◆ Tarefas pedidas ◆
1) De acordo com o texto sobre poesia, qual é a única coisa que a poesia faz?
2) Resuma o texto sobre poesia em duas frases, por favor.
3) Liste todos os poetas citados pelo nome no texto sobre poesia.

◆ Texto ◆
○ ○ ○ ○ ○ ○ ○
Porque o fundamental é saber "o que é a poesia". Você nunca chegará a Teresina se não souber pra que lado fica Teresina. Eu não digo que a poesia seja uma coisa definível, mas você tem de saber o que é isto: "aonde eu quero chegar"; ou seja, esse "aonde eu quero chegar" tem de existir. Eu me lembro quando li Fernando Pessoa, Drummond, Valéry, e alguns versos me marcaram ao me mostrar o que era a poesia, como quando Valéry dizia: "Beau Ciel, vrai ciel, regardez-moi, qui change". Isso não é apenas uma idéia, mas a sua colocação diante da realidade...
Este é um poeta que me interessa, nesse momento, por me parecer extremamente cerebral, de uma poesia muito elaborada, Ele é cerebral, mas também existe uma lenda em tomo de Valéry. O poema "Le Cimetíère Marin" (0 Cemitério Marinho), por exemplo é um poema altamente comovido. Veja bem, uma coisa é a elaboração, é a atitude do poeta em relação à poesia e aos seus meios de expressão, que em alguns é mais cerebral, mais racionalizado, mas, seja de quem for, se ele não se comove não existe poesia. Porque a única coisa que a poesia faz é comover. A poesia não cura dor de dente, não resolve problema econômico, não desintegra o átomo, não serve para nada. A única coisa que ela faz é comover. Porque não há um conhecimento, algo que se ganhe através da poesia, o que ela faz é nos comover. É uma mentira que nos comove. Afinal, a realidade do mundo é insuportável. Por isso se faz poesia, se faz arte, se faz música, etc.
○ ○ ○ ○ ○ ○ ○
◆ Dados fornecidos ◆
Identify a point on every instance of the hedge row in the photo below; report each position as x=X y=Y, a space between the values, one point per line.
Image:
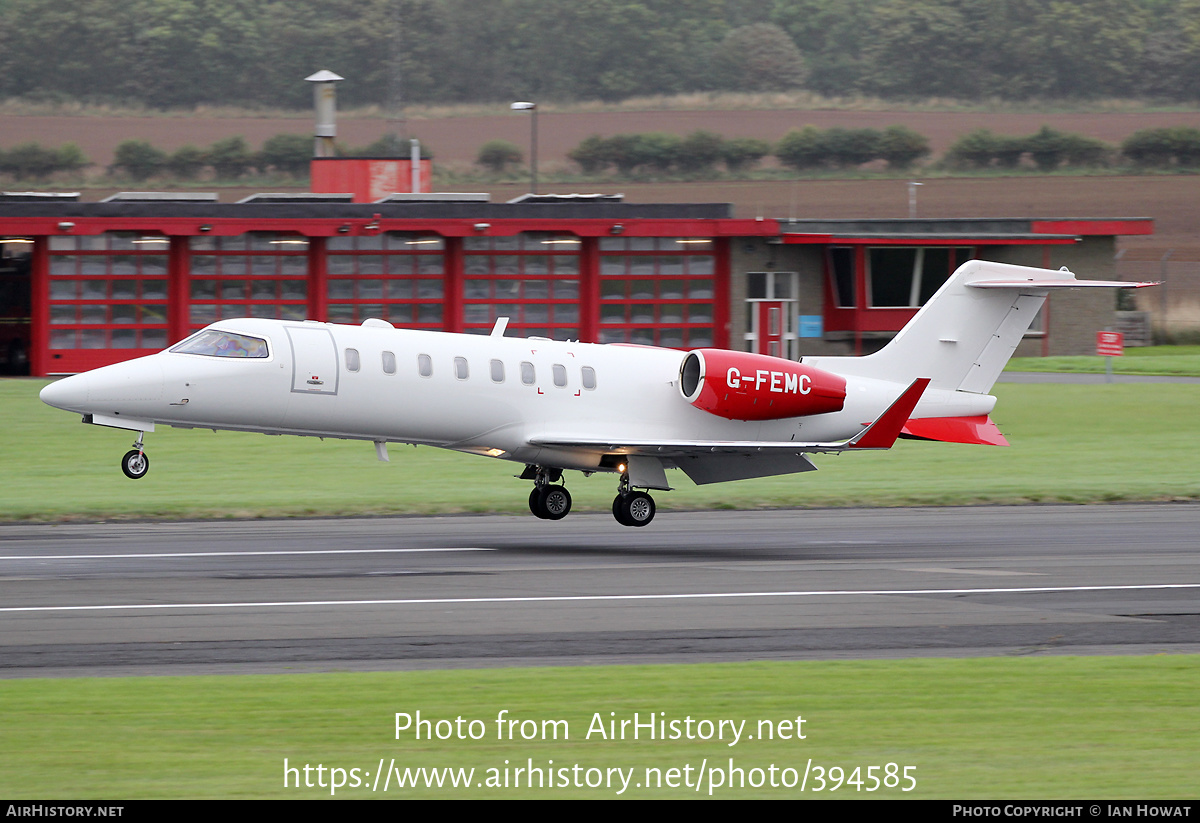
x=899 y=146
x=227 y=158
○ ○ ○ ○ ○ ○ ○
◆ As respostas ◆
1) A poesia faz apenas comover.

2) Para fazer poesia, é fundamental saber o que ela é e ter um "aonde eu quero chegar", e certos versos de Fernando Pessoa, Drummond e Valéry mostraram o que era a poesia. Mesmo numa poesia cerebral como a de Valéry, sem comoção não existe poesia, pois a única coisa que ela faz é comover, e se faz arte porque a realidade do mundo é insuportável.

3) Fernando Pessoa, Drummond, Valéry